◆ Data entries ◆
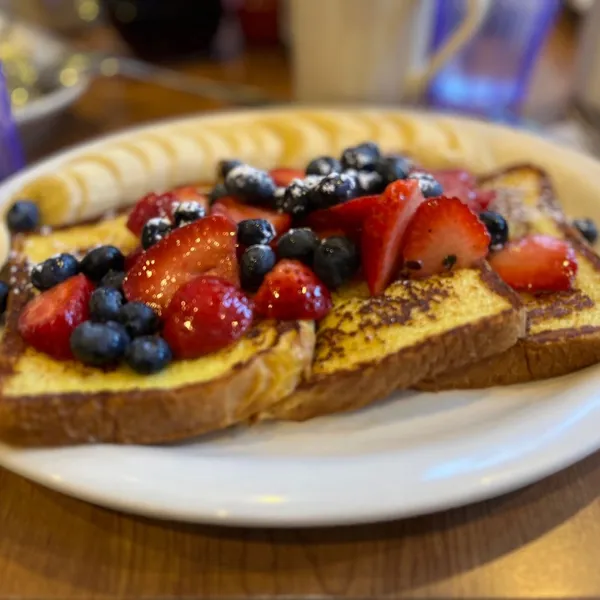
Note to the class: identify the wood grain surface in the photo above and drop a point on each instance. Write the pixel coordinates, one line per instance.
(543, 541)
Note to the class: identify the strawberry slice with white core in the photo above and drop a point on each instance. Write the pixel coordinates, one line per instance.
(536, 263)
(443, 235)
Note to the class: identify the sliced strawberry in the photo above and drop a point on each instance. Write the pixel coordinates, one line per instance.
(536, 263)
(292, 291)
(444, 234)
(237, 211)
(383, 232)
(206, 315)
(348, 217)
(47, 322)
(284, 176)
(205, 247)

◆ TASK DIRECTIONS ◆
Return every entry above exactly. Pictures stay out.

◆ ANSWER AREA ◆
Note to the class: identify the wood grain surface in the photo above and drop a point on each instance. Write the pixel coordinates, one line per instance.
(543, 541)
Note to the class: identify the strawberry slice with white core in the photo above and drop a point on each instance. Write the pixel coordinates, one line per instance.
(536, 263)
(443, 235)
Note to the class: identify the sliced strawberry in the photo above and drop a point on each instance. Write the pixel coordinates, one line per instance.
(536, 263)
(292, 291)
(444, 234)
(237, 211)
(383, 232)
(206, 315)
(348, 217)
(47, 322)
(284, 176)
(205, 247)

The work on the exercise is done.